BEGIN TEXT SECTION

From mboxrd@z Thu Jan  1 00:00:00 1970
Received: from eggs.gnu.org ([2001:4830:134:3::10]:33639)
	by lists.gnu.org with esmtp (Exim 4.71)
	(envelope-from <alex.williamson@redhat.com>) id 1apjXX-0002Wy-4n
	for qemu-devel@nongnu.org; Mon, 11 Apr 2016 17:38:36 -0400
Received: from Debian-exim by eggs.gnu.org with spam-scanned (Exim 4.71)
	(envelope-from <alex.williamson@redhat.com>) id 1apjXS-0006QI-FV
	for qemu-devel@nongnu.org; Mon, 11 Apr 2016 17:38:35 -0400
Received: from mx1.redhat.com ([209.132.183.28]:54372)
	by eggs.gnu.org with esmtp (Exim 4.71)
	(envelope-from <alex.williamson@redhat.com>) id 1apjXS-0006Pz-6k
	for qemu-devel@nongnu.org; Mon, 11 Apr 2016 17:38:30 -0400
Date: Mon, 11 Apr 2016 15:38:27 -0600
From: Alex Williamson <alex.williamson@redhat.com>
Message-ID: <20160411153827.3884ded1@t450s.home>
In-Reply-To: <1459856523-17085-12-git-send-email-caoj.fnst@cn.fujitsu.com>
References: <1459856523-17085-1-git-send-email-caoj.fnst@cn.fujitsu.com>
	<1459856523-17085-12-git-send-email-caoj.fnst@cn.fujitsu.com>
MIME-Version: 1.0
Content-Type: text/plain; charset=US-ASCII
Content-Transfer-Encoding: 7bit
Subject: Re: [Qemu-devel] [patch v6 11/12] vfio: register aer resume
 notification handler for aer resume
List-Id: <qemu-devel.nongnu.org>
List-Unsubscribe: <https://lists.nongnu.org/mailman/options/qemu-devel>,
	<mailto:qemu-devel-request@nongnu.org?subject=unsubscribe>
List-Archive: <http://lists.nongnu.org/archive/html/qemu-devel/>
List-Post: <mailto:qemu-devel@nongnu.org>
List-Help: <mailto:qemu-devel-request@nongnu.org?subject=help>
List-Subscribe: <https://lists.nongnu.org/mailman/listinfo/qemu-devel>,
	<mailto:qemu-devel-request@nongnu.org?subject=subscribe>
To: Cao jin <caoj.fnst@cn.fujitsu.com>
Cc: qemu-devel@nongnu.org, mst@redhat.com, izumi.taku@jp.fujitsu.com, Chen Fan <chen.fan.fnst@cn.fujitsu.com>

On Tue, 5 Apr 2016 19:42:02 +0800
Cao jin <caoj.fnst@cn.fujitsu.com> wrote:

> From: Chen Fan <chen.fan.fnst@cn.fujitsu.com>
> 
> for supporting aer recovery, host and guest would run the same aer
> recovery code, that would do the secondary bus reset if the error
> is fatal, the aer recovery process:
>   1. error_detected
>   2. reset_link (if fatal)

END TEXT SECTION

SHORT EXERCISE A: Extract every line of the records that contains the string "blue", treating uppercase and lowercase as different.
The records are unrelated to the email.

BEGIN EXTRACTED DATA

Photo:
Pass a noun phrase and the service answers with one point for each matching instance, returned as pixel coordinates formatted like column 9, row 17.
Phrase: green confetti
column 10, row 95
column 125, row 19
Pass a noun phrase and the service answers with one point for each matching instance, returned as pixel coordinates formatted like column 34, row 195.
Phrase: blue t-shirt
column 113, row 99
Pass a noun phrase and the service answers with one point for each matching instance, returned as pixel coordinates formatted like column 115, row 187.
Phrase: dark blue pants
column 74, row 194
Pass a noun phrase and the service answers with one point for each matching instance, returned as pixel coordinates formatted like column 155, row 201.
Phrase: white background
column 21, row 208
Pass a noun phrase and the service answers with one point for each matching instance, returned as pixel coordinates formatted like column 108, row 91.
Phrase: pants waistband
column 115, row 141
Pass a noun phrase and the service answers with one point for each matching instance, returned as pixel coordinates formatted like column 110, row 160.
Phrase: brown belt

END EXTRACTED DATA
BEGIN EXTRACTED DATA

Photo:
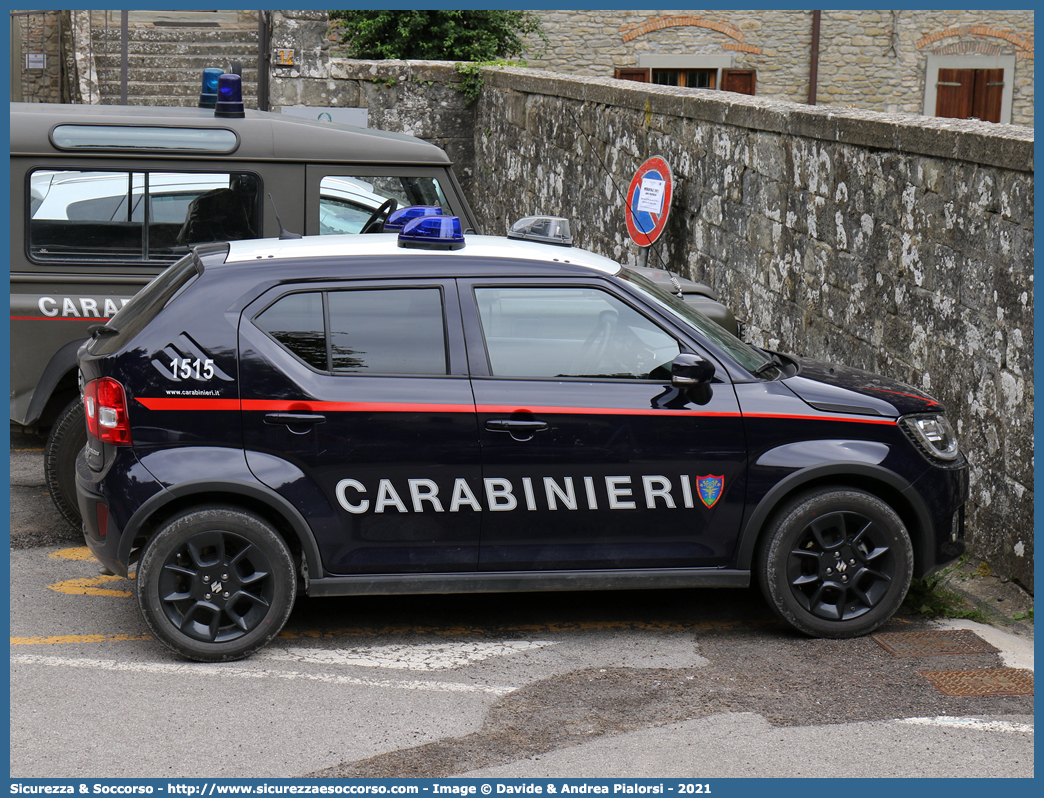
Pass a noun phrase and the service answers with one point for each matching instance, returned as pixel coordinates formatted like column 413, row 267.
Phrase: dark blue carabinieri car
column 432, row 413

END EXTRACTED DATA
BEGIN EXTRACTED DATA

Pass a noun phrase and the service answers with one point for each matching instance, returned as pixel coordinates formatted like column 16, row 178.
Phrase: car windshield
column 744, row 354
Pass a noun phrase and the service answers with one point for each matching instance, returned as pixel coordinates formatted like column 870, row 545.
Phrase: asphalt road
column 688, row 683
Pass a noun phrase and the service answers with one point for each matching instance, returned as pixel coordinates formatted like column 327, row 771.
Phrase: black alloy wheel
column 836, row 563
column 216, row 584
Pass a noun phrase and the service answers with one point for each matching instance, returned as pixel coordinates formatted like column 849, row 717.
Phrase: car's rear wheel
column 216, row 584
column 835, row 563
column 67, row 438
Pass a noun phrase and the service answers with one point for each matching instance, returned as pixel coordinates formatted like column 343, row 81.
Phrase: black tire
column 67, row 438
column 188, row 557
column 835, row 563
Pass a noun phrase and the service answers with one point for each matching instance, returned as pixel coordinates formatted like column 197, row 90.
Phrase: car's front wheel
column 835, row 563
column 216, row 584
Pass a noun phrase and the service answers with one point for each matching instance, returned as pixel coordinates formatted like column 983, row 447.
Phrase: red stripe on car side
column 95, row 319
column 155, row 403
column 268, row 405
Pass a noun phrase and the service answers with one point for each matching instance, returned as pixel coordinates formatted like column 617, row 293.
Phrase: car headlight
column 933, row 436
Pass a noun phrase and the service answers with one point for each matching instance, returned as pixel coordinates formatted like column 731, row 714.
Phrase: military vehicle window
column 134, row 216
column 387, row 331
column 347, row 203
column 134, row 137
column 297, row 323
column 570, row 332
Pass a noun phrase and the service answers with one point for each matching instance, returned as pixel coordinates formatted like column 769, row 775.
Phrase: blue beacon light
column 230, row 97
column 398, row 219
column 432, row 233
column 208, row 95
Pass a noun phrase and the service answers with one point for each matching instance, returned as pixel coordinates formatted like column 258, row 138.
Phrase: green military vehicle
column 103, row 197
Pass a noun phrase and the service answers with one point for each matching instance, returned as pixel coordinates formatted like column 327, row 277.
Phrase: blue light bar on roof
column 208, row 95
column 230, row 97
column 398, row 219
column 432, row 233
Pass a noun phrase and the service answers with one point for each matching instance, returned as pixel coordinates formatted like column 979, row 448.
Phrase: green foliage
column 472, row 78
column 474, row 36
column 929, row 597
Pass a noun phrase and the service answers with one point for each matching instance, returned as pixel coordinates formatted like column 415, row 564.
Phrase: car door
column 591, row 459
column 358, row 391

END EXTRACTED DATA

SHORT EXERCISE B: According to the email, what is the first step of the aer recovery process?

FINAL ANSWER A:
Phrase: blue t-shirt
Phrase: dark blue pants
Phrase: dark blue carabinieri car
Phrase: blue beacon light
Phrase: blue light bar on roof

FINAL ANSWER B: error_detected